### EXCERPT TO READ
- - -
# Long Term European Breakdown Cover???



## 107493 (Oct 7, 2007)

Hi Guys,

I'm looking for breakdown cover for use in Europe. I plan to be out of the UK for 9-12 months. 

Will anyone issue me breakdown cover for the full length of my trip? If so who?

How do the full timers do it?

Many thanks


----------



## Don_Madge (May 1, 2005)

Rightz said:


> Hi Guys,
> 
> I'm looking for breakdown cover for use in Europe. I plan to be out of the UK for 9-12 months.
> 
> ...


Hi,

We like many other motorhomers have our breakdown cover with the motorhome insurance. We are with Comfort (Norwich Union) and the recovery is with the RAC. It costs us £55 on top of the insurance premium.

We are covered for 365 days anywhere in the EU and beyond if a Manual Green Card is issued.

Don


----------



## 107493 (Oct 7, 2007)

Fantastic advice!

I'm looking into getting insurance with Equity Red star through Sureterm and long term european breakdown cover will only be an extra £89 taking my total to £654 - not bad I thought being under 30 and having not owner a motorhome before. 

Anything I should be looking out for in the fine print when it comes to european breakdown covers as an added extra?


----------



## Don_Madge (May 1, 2005)

Hi,

Max length of any one trip, sometimes only 90 days.

Motorhome weight, some will not recover motorhomes over 3500kg also length and height restrictions.

Those are some of the main ones.

Don


----------



## TonyHunt (Oct 10, 2005)

Go with Safeguard. My insurance which includes unlimited european breakdown cover for our large Bessacarr 745 costs me a fraction over £300 fully comp no restrictions whatsoever, no time limits abroad. No extras to pay for.


----------



## skratt (May 1, 2005)

another vote for safeguard  

I have been with them for 6 years and they have never let me down.
they include full euro breakdown and when things do go wrong you call them and get a real human with a brain to sort it all out straight away.
In other words, they deliver what they say they will.
Rare but true !


----------



## 107493 (Oct 7, 2007)

Thanks for the suggestion. Tried ringing earlier but their call centre shut at 5.30pm so will try again tomorrow


----------



## wilse (Aug 10, 2007)

i'd also recommend safeguard... no limits... apart from 90 days in Morocco... they also will sort out your green card (if you need it) F.O.C.


wilse


----------



## wackywyco (Apr 30, 2007)

*Breakdown Cover*

ADAC a German motoring organisation do European Breakdown that includes UK (they have a reciprocal arrangement with the RAC I believe)
I remember a Guy breaking down in UK, phoned ADAC rescue (English speaking operative) in France and was rescued by RAC all within 40 mins.!
Annual membership cheaper than UK organisations but only available on line for us Brits. Cheers..


----------



## 107493 (Oct 7, 2007)

Quote:

£652 (so £2 in it)

Now got to decide which company is better. I prefer having the AA breakdown cover I think although.....

when I tried to seperately get AA breakdown cover they said I couldn't as I have no service history on the mh. Would this invalidate any claim or breakdown cover???


----------



## cabby (May 14, 2005)

Slightly off topic, we joined the AA, only the wife though, as she is covered when driving her car and also driving or as passenger in the motorhome.I rather fancy joining that ADAC for 2008, as am sure they will be more effecient in the EC.

cabby


----------



## Biznoz (Nov 6, 2005)

Another vote for Safeguard best premium including 365 days breakdown cover for Europe as well as UK, highly recommended!


----------



## TonyHunt (Oct 10, 2005)

With all due respect why mess around with secondary breakdown cover at extra expense when its already included in safeguards price. They are second to none for motorhome insurance and have a good track record looking after their customers which is more than can be said for a lot of insurers.


----------
- - -
### SUPPLIED MATERIAL

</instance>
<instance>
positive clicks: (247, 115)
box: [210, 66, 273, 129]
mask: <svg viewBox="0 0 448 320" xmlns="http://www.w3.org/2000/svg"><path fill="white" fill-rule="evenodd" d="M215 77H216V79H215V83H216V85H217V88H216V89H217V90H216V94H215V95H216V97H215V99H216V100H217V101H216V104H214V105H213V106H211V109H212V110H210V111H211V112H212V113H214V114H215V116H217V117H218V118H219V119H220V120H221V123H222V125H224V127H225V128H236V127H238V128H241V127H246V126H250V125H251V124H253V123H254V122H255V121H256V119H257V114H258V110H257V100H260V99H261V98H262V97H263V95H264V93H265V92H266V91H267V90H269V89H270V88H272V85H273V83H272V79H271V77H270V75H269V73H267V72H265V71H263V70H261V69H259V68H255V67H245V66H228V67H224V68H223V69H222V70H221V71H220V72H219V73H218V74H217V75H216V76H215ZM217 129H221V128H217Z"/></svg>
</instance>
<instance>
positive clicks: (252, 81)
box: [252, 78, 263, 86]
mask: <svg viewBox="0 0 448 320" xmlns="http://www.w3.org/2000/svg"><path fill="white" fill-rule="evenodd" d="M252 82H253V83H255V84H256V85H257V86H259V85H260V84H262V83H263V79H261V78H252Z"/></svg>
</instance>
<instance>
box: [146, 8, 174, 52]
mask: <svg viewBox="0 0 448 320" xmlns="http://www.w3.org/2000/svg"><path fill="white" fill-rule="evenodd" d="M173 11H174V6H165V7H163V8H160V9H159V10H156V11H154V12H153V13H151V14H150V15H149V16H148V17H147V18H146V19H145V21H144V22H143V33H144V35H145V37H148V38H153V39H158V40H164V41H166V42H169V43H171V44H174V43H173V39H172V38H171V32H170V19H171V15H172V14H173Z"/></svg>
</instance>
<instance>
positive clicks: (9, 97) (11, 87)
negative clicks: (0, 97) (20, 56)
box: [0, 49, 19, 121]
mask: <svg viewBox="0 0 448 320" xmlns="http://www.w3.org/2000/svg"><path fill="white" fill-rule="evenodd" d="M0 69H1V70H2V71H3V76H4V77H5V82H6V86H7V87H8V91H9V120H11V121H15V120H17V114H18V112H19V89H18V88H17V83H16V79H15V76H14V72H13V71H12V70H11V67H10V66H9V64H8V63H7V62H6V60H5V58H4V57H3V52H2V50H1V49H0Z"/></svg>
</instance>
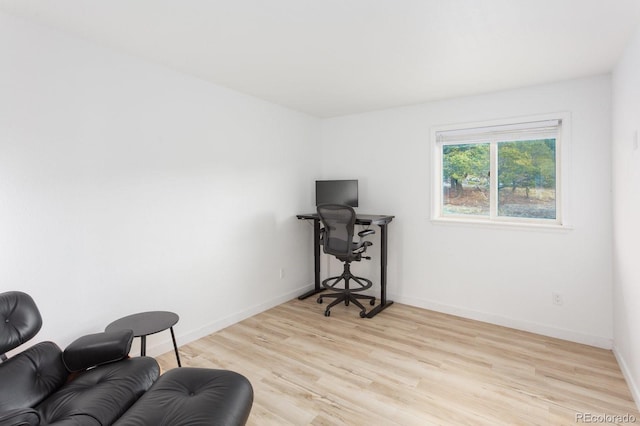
- - -
### REQUIRED TASKS
- 1) From the breakdown cover thread, copy the passage that begins with the words containing "I have been" and ends with "out straight away.".
- 2) Locate every line of the listing that includes the string "positive", and copy each one.

### REPLIES
- 1)
I have been with them for 6 years and they have never let me down.
they include full euro breakdown and when things do go wrong you call them and get a real human with a brain to sort it all out straight away.

- 2)
positive clicks: (247, 115)
positive clicks: (252, 81)
positive clicks: (9, 97) (11, 87)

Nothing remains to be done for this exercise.